◆ What you have to do
How many lines in the data below contain the string "placing"? State that number only.

:::

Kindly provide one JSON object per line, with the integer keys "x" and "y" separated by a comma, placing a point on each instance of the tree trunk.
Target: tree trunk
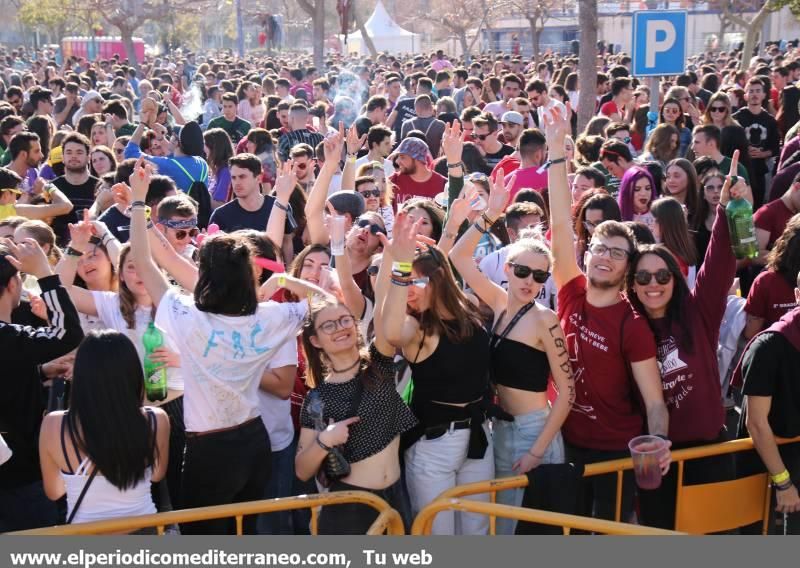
{"x": 587, "y": 66}
{"x": 365, "y": 36}
{"x": 319, "y": 33}
{"x": 126, "y": 34}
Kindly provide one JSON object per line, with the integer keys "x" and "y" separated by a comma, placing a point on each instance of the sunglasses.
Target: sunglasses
{"x": 374, "y": 228}
{"x": 522, "y": 271}
{"x": 329, "y": 327}
{"x": 181, "y": 234}
{"x": 599, "y": 249}
{"x": 643, "y": 277}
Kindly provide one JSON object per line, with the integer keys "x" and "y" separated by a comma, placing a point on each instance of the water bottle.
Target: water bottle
{"x": 155, "y": 377}
{"x": 743, "y": 233}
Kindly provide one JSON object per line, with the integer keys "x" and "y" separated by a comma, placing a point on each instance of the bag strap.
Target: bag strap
{"x": 522, "y": 311}
{"x": 81, "y": 496}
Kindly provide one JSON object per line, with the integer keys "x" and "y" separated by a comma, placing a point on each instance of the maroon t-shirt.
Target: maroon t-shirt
{"x": 689, "y": 369}
{"x": 406, "y": 188}
{"x": 772, "y": 217}
{"x": 770, "y": 297}
{"x": 602, "y": 343}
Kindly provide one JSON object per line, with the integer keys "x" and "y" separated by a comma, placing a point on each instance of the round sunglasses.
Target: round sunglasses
{"x": 522, "y": 271}
{"x": 644, "y": 277}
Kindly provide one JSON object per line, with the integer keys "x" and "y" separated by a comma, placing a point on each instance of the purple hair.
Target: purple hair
{"x": 626, "y": 190}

:::

◆ Output of the task
7